> [The records]
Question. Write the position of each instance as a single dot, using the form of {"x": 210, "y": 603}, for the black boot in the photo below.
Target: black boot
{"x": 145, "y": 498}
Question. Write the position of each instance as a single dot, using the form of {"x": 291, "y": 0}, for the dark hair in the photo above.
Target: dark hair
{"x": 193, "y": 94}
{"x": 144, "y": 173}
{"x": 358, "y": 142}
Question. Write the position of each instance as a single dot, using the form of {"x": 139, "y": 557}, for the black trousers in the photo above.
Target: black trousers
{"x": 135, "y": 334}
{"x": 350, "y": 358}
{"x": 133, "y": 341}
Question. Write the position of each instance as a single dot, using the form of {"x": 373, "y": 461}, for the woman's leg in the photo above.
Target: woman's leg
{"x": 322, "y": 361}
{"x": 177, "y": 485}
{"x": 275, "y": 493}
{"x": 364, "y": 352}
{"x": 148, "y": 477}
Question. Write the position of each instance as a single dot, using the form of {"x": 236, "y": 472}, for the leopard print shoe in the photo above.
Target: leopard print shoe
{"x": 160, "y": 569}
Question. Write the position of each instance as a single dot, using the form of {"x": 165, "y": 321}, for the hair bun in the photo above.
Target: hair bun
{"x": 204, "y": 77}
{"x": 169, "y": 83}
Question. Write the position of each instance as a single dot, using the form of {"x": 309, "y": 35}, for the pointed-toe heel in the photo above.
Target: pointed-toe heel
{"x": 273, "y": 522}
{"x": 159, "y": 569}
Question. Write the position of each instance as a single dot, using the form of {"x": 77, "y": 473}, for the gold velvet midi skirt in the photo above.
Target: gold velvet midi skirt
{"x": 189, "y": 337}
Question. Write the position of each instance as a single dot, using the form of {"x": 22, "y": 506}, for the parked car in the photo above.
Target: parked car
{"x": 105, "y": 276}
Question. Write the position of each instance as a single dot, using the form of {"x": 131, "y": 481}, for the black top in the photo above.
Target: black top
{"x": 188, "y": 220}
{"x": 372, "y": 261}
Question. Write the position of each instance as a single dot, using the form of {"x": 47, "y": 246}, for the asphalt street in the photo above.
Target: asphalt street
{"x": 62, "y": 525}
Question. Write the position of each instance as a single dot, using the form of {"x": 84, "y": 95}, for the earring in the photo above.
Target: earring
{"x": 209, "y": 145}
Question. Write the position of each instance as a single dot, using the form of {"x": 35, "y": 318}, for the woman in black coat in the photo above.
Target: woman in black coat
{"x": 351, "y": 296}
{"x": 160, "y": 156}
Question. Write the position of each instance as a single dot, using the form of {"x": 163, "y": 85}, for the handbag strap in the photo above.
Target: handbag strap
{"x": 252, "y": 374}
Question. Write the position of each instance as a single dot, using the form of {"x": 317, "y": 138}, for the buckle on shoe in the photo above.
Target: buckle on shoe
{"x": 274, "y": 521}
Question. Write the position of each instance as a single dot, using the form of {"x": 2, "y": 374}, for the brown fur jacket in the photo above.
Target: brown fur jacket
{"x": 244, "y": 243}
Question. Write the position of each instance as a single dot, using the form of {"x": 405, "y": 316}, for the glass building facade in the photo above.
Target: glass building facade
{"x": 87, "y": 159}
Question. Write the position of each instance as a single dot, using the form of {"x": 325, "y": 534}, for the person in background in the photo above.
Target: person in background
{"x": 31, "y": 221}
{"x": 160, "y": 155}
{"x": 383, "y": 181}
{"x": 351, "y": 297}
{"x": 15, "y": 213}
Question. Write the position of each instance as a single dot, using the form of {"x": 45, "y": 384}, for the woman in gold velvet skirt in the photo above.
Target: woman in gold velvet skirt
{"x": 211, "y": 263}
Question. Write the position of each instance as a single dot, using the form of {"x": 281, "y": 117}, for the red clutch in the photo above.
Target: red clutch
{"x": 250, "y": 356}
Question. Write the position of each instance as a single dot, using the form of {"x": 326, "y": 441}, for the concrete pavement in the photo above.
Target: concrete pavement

> [Goal of the exercise] Could you give the listing above as a Markdown table with a No. column and a Line column, one row per line and blank lines skipped?

> [Answer to this exercise]
| No. | Line |
|---|---|
| 1 | Question. Write the position of each instance as a single dot, using the form of {"x": 210, "y": 603}, for the black boot in the photo below. |
| 2 | Target: black boot |
| 3 | {"x": 145, "y": 498} |
| 4 | Question. Write the position of each instance as a single dot, using the form of {"x": 291, "y": 0}, for the dark hair in the photo above. |
| 5 | Target: dark hair |
| 6 | {"x": 193, "y": 94} |
| 7 | {"x": 144, "y": 173} |
| 8 | {"x": 358, "y": 142} |
| 9 | Question. Write the position of each instance as a single dot, using the form of {"x": 139, "y": 557}, for the black trousers in the photo above. |
| 10 | Target: black trousers |
| 11 | {"x": 135, "y": 334} |
| 12 | {"x": 350, "y": 358} |
| 13 | {"x": 133, "y": 341} |
| 14 | Question. Write the position of each instance as a single dot, using the form of {"x": 373, "y": 461}, for the woman's leg in the photo above. |
| 15 | Target: woman's leg |
| 16 | {"x": 322, "y": 361} |
| 17 | {"x": 177, "y": 485} |
| 18 | {"x": 275, "y": 493} |
| 19 | {"x": 364, "y": 352} |
| 20 | {"x": 148, "y": 477} |
| 21 | Question. Write the position of each instance as a single dot, using the form of {"x": 236, "y": 472}, for the leopard print shoe in the photo above. |
| 22 | Target: leopard print shoe |
| 23 | {"x": 160, "y": 569} |
| 24 | Question. Write the position of each instance as a single dot, using the form of {"x": 165, "y": 321}, for the hair bun in the photo above. |
| 25 | Target: hair bun |
| 26 | {"x": 204, "y": 77} |
| 27 | {"x": 169, "y": 83} |
| 28 | Question. Write the position of each instance as a single dot, using the form of {"x": 309, "y": 35}, for the pointed-toe heel in the photo above. |
| 29 | Target: pointed-toe heel |
| 30 | {"x": 273, "y": 522} |
| 31 | {"x": 159, "y": 569} |
| 32 | Question. Write the position of each instance as a single dot, using the form of {"x": 77, "y": 473}, for the gold velvet midi skirt in the photo above. |
| 33 | Target: gold velvet midi skirt |
| 34 | {"x": 189, "y": 337} |
| 35 | Question. Write the position of each instance as a single dot, using the form of {"x": 22, "y": 506}, for the parked car in the photo above. |
| 36 | Target: parked car |
| 37 | {"x": 105, "y": 276} |
| 38 | Question. Write the position of each instance as a single dot, using the form of {"x": 131, "y": 481}, for the black top in the photo above. |
| 39 | Target: black top |
| 40 | {"x": 188, "y": 220} |
| 41 | {"x": 372, "y": 261} |
| 42 | Question. Write the position of each instance as a single dot, using the form of {"x": 47, "y": 246}, for the asphalt street in the photo above. |
| 43 | Target: asphalt street |
| 44 | {"x": 62, "y": 525} |
| 45 | Question. Write the position of each instance as a single dot, using the form of {"x": 84, "y": 95}, for the earring in the photo above. |
| 46 | Target: earring |
| 47 | {"x": 209, "y": 145} |
| 48 | Question. Write the position of each instance as a single dot, using the form of {"x": 35, "y": 318}, for the woman in black coat in the photo above. |
| 49 | Target: woman in black coat |
| 50 | {"x": 351, "y": 296} |
| 51 | {"x": 160, "y": 156} |
| 52 | Question. Write the position of each instance as a single dot, using the form of {"x": 163, "y": 85}, for the handbag strap in the photo above. |
| 53 | Target: handbag strap |
| 54 | {"x": 252, "y": 374} |
| 55 | Question. Write the position of each instance as a single dot, using the form of {"x": 317, "y": 138}, for the buckle on shoe in the photo above. |
| 56 | Target: buckle on shoe |
| 57 | {"x": 274, "y": 521} |
| 58 | Question. Write the position of each instance as a single dot, using the form of {"x": 2, "y": 374}, for the brown fur jacket in the photo above. |
| 59 | Target: brown fur jacket |
| 60 | {"x": 244, "y": 243} |
| 61 | Question. Write the position of each instance as a single dot, using the form of {"x": 405, "y": 316}, for the glass building facade in the photo above. |
| 62 | Target: glass building facade |
| 63 | {"x": 87, "y": 159} |
| 64 | Question. Write the position of each instance as a single dot, using the form of {"x": 325, "y": 534}, for the person in background in the photo above. |
| 65 | Target: person in background |
| 66 | {"x": 31, "y": 221} |
| 67 | {"x": 160, "y": 155} |
| 68 | {"x": 383, "y": 181} |
| 69 | {"x": 351, "y": 297} |
| 70 | {"x": 15, "y": 213} |
| 71 | Question. Write the position of each instance as a single dot, using the form of {"x": 45, "y": 384}, for the woman in gold velvet skirt in the photo above. |
| 72 | Target: woman in gold velvet skirt |
| 73 | {"x": 211, "y": 263} |
| 74 | Question. Write the position of each instance as a single dot, using the form of {"x": 281, "y": 117}, for the red clutch in the photo above. |
| 75 | Target: red clutch |
| 76 | {"x": 250, "y": 356} |
| 77 | Question. Write the position of each instance as a single dot, using the form of {"x": 326, "y": 441}, for the concrete pavement in the photo above. |
| 78 | Target: concrete pavement |